#### Task prompt
Only the lines with the string "orange" are needed; return each of them from the entries below.

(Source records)

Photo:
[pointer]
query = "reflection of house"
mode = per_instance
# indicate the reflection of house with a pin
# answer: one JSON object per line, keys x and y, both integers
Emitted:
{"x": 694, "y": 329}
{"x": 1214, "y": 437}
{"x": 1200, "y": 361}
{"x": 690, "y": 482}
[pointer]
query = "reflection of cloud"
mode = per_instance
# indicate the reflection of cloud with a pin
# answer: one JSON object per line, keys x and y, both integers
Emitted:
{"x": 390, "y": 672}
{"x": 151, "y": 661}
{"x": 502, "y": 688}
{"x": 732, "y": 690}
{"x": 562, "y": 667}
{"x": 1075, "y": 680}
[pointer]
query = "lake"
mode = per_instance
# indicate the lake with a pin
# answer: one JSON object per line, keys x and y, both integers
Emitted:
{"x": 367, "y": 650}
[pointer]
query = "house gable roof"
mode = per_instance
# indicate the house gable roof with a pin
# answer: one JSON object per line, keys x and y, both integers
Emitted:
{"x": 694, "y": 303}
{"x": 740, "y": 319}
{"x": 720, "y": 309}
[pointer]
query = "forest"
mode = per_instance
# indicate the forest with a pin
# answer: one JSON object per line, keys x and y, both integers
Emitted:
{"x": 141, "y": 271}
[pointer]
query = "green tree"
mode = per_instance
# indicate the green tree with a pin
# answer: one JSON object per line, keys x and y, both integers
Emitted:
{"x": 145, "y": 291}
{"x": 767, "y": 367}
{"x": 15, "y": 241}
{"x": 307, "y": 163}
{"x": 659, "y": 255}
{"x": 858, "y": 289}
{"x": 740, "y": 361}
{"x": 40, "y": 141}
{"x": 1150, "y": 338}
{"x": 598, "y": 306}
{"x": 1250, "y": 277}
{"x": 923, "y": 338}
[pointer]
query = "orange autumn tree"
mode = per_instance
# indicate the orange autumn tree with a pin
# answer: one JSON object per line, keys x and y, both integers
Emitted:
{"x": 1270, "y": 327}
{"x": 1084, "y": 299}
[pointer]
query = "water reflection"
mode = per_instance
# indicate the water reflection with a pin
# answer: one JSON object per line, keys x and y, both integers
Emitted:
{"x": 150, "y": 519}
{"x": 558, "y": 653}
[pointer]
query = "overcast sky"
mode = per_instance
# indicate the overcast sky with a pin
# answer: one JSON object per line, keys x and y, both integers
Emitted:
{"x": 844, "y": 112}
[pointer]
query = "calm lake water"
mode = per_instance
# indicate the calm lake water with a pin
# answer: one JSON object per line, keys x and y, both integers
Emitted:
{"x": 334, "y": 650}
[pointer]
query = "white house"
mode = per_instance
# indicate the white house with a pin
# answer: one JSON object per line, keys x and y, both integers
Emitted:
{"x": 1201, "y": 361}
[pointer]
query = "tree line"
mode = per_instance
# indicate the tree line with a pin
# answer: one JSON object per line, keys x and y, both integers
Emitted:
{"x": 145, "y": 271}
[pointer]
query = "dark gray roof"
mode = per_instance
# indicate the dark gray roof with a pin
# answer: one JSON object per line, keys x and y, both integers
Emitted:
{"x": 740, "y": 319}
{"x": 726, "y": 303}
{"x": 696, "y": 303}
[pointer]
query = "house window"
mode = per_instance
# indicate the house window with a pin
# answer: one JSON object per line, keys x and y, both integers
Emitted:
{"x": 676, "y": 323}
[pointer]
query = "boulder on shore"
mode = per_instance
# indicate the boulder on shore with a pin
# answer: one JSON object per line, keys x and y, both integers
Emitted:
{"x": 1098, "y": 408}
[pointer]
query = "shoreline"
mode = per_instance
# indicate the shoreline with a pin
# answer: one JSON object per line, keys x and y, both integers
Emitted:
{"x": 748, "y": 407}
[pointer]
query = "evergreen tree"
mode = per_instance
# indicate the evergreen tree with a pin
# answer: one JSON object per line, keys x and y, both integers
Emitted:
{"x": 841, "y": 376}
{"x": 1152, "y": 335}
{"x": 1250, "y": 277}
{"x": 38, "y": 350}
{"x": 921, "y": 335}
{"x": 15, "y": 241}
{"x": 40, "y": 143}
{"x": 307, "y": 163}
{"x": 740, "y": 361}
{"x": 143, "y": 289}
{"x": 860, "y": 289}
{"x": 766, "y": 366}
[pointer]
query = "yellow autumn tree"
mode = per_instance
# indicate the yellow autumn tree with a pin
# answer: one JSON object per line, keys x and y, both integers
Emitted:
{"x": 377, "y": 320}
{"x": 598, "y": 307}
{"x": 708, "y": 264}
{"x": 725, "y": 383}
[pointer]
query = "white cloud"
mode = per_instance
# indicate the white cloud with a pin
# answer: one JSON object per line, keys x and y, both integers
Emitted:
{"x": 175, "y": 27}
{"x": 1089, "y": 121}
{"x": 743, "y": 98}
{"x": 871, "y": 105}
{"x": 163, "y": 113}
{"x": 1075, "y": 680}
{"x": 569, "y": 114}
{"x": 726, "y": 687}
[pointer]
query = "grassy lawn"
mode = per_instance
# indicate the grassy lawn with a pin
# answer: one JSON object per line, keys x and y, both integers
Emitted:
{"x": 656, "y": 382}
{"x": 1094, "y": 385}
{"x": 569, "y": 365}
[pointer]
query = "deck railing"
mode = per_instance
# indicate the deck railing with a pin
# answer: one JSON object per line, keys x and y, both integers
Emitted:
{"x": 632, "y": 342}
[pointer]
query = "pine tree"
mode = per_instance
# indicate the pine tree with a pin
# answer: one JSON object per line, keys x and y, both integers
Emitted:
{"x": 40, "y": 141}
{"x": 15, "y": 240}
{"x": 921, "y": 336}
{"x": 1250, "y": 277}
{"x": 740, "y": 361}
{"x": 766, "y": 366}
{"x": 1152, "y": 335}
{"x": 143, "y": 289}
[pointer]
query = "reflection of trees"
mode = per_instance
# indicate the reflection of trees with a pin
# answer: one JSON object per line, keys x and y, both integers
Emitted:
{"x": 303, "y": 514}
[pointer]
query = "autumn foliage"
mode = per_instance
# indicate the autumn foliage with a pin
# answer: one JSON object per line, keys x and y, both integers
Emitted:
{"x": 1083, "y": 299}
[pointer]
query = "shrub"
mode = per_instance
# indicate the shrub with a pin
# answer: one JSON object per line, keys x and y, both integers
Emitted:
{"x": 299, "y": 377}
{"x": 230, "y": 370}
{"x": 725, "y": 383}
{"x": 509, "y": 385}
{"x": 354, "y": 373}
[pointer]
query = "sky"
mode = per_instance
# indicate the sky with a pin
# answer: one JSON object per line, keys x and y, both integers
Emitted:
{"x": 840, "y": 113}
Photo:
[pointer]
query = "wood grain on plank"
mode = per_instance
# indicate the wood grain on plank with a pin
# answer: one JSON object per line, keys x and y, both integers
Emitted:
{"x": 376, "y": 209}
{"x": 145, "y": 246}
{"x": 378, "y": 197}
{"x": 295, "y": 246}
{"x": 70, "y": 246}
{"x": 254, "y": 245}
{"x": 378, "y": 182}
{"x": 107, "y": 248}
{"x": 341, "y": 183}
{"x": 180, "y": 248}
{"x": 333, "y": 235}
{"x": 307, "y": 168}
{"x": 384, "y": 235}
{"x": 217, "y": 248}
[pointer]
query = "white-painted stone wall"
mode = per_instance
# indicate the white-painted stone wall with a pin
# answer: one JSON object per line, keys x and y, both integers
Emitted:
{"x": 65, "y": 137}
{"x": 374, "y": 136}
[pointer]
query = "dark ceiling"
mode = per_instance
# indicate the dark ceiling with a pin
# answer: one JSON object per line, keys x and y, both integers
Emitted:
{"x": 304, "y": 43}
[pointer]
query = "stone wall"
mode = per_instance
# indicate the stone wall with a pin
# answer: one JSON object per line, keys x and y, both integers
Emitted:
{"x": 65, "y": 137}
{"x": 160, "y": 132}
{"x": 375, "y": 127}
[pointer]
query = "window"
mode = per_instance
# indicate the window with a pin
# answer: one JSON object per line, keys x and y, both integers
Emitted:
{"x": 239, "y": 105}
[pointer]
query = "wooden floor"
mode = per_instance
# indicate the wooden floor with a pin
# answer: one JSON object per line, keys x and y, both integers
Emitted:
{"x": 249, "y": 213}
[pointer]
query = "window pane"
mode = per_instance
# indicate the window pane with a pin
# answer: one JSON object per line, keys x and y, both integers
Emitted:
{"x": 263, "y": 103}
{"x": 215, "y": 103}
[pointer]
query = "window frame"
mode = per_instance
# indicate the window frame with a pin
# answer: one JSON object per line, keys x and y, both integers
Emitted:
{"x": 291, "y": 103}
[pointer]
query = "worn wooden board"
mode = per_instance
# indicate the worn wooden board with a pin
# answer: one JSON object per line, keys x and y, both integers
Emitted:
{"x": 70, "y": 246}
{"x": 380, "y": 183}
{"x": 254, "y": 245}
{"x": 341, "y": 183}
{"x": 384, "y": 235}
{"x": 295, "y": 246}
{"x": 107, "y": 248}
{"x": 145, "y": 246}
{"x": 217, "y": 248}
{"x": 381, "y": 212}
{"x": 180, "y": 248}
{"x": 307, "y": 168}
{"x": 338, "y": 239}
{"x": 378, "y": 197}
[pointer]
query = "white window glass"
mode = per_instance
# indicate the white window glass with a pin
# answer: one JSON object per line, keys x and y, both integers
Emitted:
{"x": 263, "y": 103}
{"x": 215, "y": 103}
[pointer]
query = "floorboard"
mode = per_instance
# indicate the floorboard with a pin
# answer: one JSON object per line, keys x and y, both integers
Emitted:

#### Answer to this problem
query = "orange autumn tree"
# indicate the orange autumn tree with a pin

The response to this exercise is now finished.